Given text:
Chambers remarks that for non-Western and/or non-gay oppressed minorities, AIDS may be experienced “in a life already defined as burdensome, as simply an additional burden.” Between parentheses, Chambers states that World War I reportage largely came from the officer class rather than from enlisted men because “the rank and file [had been] partly inured to the conditions of trench warfare by those they endured in peacetime industrial employment.” Surely it is an exaggeration to parallel early twentieth-century factory work with the obscene filth, brutal cold and hunger, and abject fear of combat, as it is a stretch to call AIDS “simply an additional burden.” Chambers goes on to observe that, because the gay male community is the only population whose intellectuals have been decimated by AIDS, “first-person AIDS witnessing--as opposed to documentary reporting and the ‘as told to’ mode prevalent in Central American testimonial--tends to be largely a gay practice of AIDS writing” (18).

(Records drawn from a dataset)
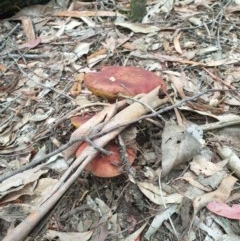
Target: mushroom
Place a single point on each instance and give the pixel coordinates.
(107, 165)
(113, 81)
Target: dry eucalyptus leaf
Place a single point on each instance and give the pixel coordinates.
(138, 27)
(232, 158)
(158, 196)
(221, 194)
(200, 165)
(178, 147)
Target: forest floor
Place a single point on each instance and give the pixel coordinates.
(184, 181)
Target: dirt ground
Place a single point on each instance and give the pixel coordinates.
(181, 179)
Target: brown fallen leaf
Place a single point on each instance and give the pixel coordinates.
(221, 194)
(178, 147)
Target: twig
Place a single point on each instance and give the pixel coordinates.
(92, 136)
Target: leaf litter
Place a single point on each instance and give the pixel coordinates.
(185, 178)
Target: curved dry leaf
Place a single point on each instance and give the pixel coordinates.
(178, 147)
(135, 236)
(73, 236)
(201, 166)
(177, 44)
(232, 158)
(221, 194)
(138, 27)
(159, 219)
(158, 196)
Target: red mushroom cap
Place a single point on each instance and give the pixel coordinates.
(107, 165)
(115, 80)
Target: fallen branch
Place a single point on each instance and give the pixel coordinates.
(127, 115)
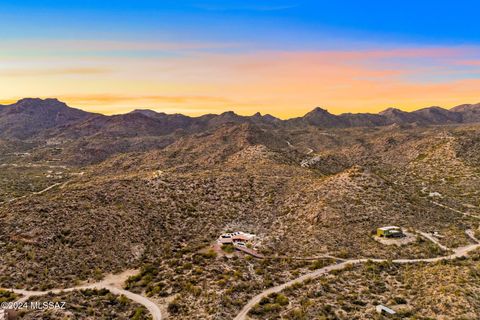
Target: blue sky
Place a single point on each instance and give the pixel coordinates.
(245, 55)
(272, 23)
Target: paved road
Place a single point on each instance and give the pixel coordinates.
(459, 252)
(112, 283)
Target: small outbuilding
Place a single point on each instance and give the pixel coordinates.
(390, 232)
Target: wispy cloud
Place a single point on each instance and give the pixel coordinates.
(76, 71)
(156, 99)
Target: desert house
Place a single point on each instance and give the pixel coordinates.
(390, 232)
(236, 237)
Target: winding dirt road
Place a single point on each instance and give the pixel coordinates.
(459, 252)
(112, 283)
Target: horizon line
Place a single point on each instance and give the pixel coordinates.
(11, 102)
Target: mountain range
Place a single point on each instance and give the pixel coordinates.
(30, 118)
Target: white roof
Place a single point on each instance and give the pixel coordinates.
(389, 228)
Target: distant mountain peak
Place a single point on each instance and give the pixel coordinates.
(318, 110)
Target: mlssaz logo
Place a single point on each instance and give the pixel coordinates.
(7, 315)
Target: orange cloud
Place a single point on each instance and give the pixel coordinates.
(281, 83)
(54, 71)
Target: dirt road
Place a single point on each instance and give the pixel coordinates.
(112, 283)
(242, 315)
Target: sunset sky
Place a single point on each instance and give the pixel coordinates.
(282, 57)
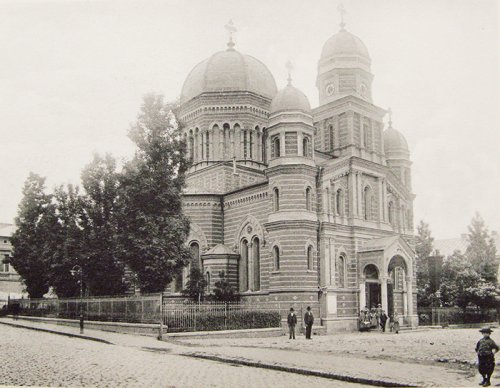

Exercise aim: Pick up the passage on Chambers and AIDS witnessing after its last sentence and carry it forward. You can leave the records aside.

Written response:
Because the texts under analysis in Facing It present themselves, in whole or in part, as documentary evidence of a moment in medical and social history, one wants Chambers to ask why the documentary impulse has not taken other communities of AIDS suffering as subject matter? Is there something about this particular infection, this “self-contamination,” that predisposes AIDS to first-person accounts, that derives pleasure from the paradoxical games of language and representation that educated Western gay men, and their counterparts in the fields of literary criticism and cultural theory, play with the process of dying, bearing witness, and surviving into textuality? That remains the question that Facing It poses. The twentieth century, Chambers believes, has produced an epidemic of emergencies and thus an epidemic of witnessing literature, each with its own set of tropes and imperatives. “Can criticism fight disease, save lives?” he asks. “Clearly not. But critics can mourn, and in addition they can participate in projects of witness” (128). Chambers adds to this chain of deferred messaging with Facing It, and ends by asking his readers how we will respond to his critical work of witnessing and mourning.